[WRITTEN TASK]:
Extend the excerpt below on the risk mitigation triangle for property investors, beginning right after its final sentence.

[EXCERPT TO READ]:
☆ ☆ ☆ ☆ ☆ ☆ ☆

Although we could have easily invited one of our lawyer friends on our latest show, we chose not to. Why?

We are NOT attorneys and this is NOT legal advice. This episode was not about legal asset protection. It was more about MENTALLY how you prepare yourself to acquire assets.

Our goal is to give you the basic understanding so when you meet with professionals, you can ask them questions about things you learned and decide as a business person how to meld it together.

You’re going to need technical advisors who understand how these components work. When you put all their services together, you have a finished product of legal compliance, risk mitigation, and peace of mind.

Here are three sides in the “risk mitigation triangle” to consider and the type of professional folks who can help you with them.

  • Tax – Your CPA will help you take advantage of legal ways to minimize tax exposure.
  • Asset protection – Your attorney will look at asset protection through the perspective of entities (we get more into that below), while your insurance broker sees it from the perspective of insurance to cover risks. Your property manager will ensure you get your property rented correctly.
  • Privacy – This is where a lawyer can help as well as investing in your own education. When you know how to hold title, what kind of insurance to buy, where to have the mailing address, and how you’re supposed to sign documents, your privacy will be much better protected.

☆ ☆ ☆ ☆ ☆ ☆ ☆

[MATERIAL SHOWN]:
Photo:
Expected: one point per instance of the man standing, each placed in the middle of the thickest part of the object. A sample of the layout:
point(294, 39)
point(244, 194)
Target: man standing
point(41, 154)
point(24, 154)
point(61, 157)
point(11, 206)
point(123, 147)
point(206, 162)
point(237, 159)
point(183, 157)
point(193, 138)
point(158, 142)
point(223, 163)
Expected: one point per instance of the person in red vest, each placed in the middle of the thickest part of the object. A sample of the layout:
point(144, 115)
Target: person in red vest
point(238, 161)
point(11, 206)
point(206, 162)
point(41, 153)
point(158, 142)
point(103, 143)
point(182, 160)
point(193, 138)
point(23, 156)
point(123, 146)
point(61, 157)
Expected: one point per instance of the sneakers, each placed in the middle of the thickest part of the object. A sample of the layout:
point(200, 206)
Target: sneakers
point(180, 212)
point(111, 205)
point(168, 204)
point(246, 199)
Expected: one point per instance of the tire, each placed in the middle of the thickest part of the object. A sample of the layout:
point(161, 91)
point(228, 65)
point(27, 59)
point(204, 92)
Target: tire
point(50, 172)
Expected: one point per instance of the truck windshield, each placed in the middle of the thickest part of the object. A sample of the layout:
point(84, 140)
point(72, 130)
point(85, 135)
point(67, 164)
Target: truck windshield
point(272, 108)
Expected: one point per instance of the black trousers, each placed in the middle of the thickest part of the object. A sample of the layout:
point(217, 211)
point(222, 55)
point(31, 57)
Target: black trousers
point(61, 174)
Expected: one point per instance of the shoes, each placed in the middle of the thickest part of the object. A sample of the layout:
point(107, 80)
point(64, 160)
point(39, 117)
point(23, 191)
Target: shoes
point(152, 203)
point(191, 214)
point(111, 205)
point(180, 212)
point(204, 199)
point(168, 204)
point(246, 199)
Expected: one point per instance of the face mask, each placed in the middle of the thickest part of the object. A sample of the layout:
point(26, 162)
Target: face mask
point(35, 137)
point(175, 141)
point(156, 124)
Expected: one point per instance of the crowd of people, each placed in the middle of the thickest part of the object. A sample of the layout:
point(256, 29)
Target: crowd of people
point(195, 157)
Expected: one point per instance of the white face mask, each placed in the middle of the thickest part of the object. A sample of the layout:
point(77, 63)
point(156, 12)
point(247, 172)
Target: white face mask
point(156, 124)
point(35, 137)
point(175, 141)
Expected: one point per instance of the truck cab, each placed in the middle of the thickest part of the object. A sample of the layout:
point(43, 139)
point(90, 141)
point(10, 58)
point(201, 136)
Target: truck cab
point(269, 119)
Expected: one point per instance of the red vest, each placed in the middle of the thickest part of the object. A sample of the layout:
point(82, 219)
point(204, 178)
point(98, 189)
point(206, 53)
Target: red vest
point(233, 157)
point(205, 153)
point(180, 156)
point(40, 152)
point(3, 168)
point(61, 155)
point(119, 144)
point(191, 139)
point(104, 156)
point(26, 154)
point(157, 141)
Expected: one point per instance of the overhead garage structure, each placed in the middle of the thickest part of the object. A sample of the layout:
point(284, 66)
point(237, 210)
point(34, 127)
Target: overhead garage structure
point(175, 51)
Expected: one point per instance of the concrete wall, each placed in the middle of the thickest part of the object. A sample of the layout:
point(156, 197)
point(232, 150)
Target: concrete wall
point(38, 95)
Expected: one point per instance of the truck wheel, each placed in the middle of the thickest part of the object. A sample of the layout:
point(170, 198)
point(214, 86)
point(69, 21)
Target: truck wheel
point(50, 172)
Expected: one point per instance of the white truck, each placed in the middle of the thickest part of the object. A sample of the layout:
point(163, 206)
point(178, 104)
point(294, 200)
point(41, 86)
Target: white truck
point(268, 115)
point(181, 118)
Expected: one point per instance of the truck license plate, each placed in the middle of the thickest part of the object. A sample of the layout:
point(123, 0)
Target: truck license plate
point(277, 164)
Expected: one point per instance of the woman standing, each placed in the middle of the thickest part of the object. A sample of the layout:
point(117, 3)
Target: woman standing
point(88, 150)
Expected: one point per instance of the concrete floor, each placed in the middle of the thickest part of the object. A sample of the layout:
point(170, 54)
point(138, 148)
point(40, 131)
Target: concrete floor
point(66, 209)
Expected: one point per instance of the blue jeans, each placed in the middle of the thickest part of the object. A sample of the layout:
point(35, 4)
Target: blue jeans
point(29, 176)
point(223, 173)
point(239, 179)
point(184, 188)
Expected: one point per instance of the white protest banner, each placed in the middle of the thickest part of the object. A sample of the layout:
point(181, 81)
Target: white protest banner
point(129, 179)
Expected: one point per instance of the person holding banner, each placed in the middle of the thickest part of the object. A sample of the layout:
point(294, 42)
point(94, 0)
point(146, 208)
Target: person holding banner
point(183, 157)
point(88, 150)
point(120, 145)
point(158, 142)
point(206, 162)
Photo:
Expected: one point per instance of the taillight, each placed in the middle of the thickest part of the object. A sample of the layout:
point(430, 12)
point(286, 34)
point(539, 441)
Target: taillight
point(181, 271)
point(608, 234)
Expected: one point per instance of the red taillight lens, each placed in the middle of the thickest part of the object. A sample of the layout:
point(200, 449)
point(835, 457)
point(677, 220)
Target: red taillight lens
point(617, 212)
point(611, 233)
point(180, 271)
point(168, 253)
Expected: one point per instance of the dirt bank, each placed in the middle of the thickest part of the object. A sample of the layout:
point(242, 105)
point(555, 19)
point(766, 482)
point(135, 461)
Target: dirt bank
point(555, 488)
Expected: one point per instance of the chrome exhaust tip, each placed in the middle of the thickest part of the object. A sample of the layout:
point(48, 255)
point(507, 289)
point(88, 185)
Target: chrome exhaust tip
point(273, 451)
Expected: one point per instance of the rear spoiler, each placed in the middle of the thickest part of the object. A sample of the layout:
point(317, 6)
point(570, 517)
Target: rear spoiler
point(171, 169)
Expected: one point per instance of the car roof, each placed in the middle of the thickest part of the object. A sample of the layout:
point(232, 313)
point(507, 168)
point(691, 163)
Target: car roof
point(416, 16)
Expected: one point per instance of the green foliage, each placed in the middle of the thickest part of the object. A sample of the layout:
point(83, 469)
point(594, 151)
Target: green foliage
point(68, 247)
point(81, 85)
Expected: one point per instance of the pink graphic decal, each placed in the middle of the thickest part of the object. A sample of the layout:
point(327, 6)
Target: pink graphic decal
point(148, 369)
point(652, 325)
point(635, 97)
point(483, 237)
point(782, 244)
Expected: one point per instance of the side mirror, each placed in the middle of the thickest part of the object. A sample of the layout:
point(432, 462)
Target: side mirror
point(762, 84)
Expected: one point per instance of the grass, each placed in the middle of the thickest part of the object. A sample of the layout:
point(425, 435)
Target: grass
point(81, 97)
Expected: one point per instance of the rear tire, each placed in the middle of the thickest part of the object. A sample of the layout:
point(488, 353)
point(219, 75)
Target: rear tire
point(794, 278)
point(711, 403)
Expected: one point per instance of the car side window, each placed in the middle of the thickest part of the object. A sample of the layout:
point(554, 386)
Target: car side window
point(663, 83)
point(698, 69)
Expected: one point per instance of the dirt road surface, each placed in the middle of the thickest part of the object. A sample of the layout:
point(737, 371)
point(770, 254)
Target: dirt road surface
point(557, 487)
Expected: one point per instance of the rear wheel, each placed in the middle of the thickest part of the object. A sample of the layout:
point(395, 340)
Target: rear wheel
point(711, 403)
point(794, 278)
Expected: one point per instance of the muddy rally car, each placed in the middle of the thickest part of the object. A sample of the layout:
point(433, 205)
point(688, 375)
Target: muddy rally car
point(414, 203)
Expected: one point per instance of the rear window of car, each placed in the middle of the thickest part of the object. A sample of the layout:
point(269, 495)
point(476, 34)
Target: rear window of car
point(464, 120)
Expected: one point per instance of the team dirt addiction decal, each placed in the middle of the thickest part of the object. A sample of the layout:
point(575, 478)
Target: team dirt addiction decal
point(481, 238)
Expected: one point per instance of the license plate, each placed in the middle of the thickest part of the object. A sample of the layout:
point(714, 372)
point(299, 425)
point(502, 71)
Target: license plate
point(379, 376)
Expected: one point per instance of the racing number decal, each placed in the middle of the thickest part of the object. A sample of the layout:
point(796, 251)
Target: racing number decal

☆ ☆ ☆ ☆ ☆ ☆ ☆

[OUTPUT]:
The foundation of risk mitigation

With all of that, where do you get started?

The top way to protect your assets is good business practices. Make sure you understand and fulfill your responsibilities, treat your investors well, and maintain capital reserves.

From the get-go, you must do your due diligence. This involves thorough property inspections.

Your responsibility to yourself and your investors is to vet as much as you can.

YET …

Even after all that, most of the things that go wrong, you can’t prevent. There’s no way you can see it coming.

What can you do to be as prepared as possible?

Talk to those who have stepped through that mine field before you. Benefit from the experience of those who won AND lost through that mine field.

The reward for successfully traversing it high, but you can’t dance through without paying attention. That’s naïve.

A bit about legal entities

First, what’s an entity?

A legal entity is a construct under the law that can act like a human being. It takes documentation to set it up, such as a: trust, LLC, Corporation, or foundation.

You don’t ever want to sign anything as YOU, an individual person, unless you have the title in your name.

The idea is that you want to set up these legal structures to separate YOU from these entities. Then you have them perform different functions.

The analogy is building a house. Each room has a different purpose. The kitchen is used differently than the bathroom, the garage is different than the living room – yet all pieces make up a whole.

For example, as a developer, you could set up one entity with the role of holding assets, like a treasure box. You don’t give anyone the key or let them know where it is. It OWNS things.

You could create another entity to be the operating company. It is the face of operation that interfaces with the tenants. Why set it up this way?

There’s a corporate veil between those two entities, a critical component in your risk mitigation.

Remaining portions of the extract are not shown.